Task objective:
Print out the records in full, keeping each word unchanged.

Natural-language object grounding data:
- - -

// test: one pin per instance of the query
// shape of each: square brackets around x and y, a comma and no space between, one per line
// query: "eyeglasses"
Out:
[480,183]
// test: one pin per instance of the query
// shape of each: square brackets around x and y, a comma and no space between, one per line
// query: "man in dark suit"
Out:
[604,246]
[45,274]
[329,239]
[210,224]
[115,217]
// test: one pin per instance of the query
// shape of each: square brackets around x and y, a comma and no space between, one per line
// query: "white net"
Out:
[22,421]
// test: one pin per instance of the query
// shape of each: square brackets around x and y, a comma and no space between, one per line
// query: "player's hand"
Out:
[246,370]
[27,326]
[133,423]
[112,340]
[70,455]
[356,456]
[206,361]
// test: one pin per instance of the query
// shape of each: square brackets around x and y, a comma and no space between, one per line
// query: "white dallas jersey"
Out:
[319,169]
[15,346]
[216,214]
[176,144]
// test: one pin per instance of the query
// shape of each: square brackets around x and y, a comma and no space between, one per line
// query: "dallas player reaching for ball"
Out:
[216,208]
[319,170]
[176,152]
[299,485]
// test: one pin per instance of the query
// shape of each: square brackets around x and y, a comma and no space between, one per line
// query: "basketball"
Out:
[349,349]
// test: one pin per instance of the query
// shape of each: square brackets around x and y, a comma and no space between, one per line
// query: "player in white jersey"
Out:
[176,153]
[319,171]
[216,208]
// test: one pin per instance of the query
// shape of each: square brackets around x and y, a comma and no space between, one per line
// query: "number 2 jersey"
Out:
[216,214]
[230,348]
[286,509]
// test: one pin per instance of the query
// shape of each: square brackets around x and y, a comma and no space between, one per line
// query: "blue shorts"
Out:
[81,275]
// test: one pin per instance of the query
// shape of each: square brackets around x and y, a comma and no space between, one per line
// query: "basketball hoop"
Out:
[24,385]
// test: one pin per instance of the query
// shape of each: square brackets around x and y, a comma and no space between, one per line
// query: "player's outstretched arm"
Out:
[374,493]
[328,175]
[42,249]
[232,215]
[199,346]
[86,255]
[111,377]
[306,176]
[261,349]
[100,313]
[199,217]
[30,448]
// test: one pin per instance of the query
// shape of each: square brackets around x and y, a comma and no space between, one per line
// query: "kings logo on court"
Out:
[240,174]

- - -

Response to this exercise:
// test: one pin per instance of the query
// shape of each: square brackets around x and y, a comma and no space between, one per line
// query: "eyeglasses"
Out:
[480,183]
// test: one pin per instance of the query
// shape of each: square brackets around x and y, a comma and no space between, one per line
// query: "man in dark suit"
Out:
[604,246]
[45,274]
[329,239]
[210,224]
[115,217]
// test: one pin per instance of the query
// shape of each: square brackets around x and y, a comma and no space between, one per line
// query: "white net"
Out:
[22,421]
// test: one pin per instance of the query
// shape of each: square brackets around x and y, a comma and no space between, one per line
// query: "player's hand"
Out:
[246,370]
[27,326]
[133,423]
[112,340]
[70,455]
[356,456]
[206,361]
// test: one pin per instance of the query
// shape of each: square brackets around x and y, a comma and no space between, one per line
// query: "white dallas jersey"
Out:
[319,169]
[15,346]
[216,214]
[176,144]
// test: one pin per instance of the query
// shape of each: square brackets around x and y, a comma and no space between, one per line
// query: "dallas player reaching for ball"
Out:
[216,208]
[319,170]
[176,152]
[299,485]
// test: one pin per instance of the query
// shape of each: square brackets around x and y, a comma and no space between, one per line
// query: "basketball"
Out:
[349,349]
// test: one pin per instance of the query
// shape of each: square brackets around x and y, a comma and no space between, one per line
// query: "player in white jersey"
Out:
[176,153]
[319,171]
[216,208]
// test: one pin per instance of the query
// shape of each: square brackets around x and y, a comma and no space between, one per line
// query: "number 2 jersey"
Out:
[216,214]
[230,348]
[286,509]
// test: one pin per instance of the query
// shape of each: square brackets around x and y, a comma and no space between, one per line
// query: "blue shorts"
Out:
[81,275]
// test: one pin per instance of the query
// shape of each: square brackets around x and y, a comma and no space between, one per line
// query: "basketball hoop"
Out:
[24,385]
// test: one pin per instance of the query
// shape of each: square brackets around x and y, a comma and no space between, one per line
// query: "player's outstretched arm"
Out:
[374,493]
[328,175]
[42,249]
[232,215]
[199,346]
[86,255]
[111,377]
[306,176]
[261,349]
[100,313]
[199,217]
[30,448]
// test: one pin per instance of the query
// shape of each: square brackets around x and y, a comma and no space between, one per line
// query: "kings logo on court"
Out:
[240,174]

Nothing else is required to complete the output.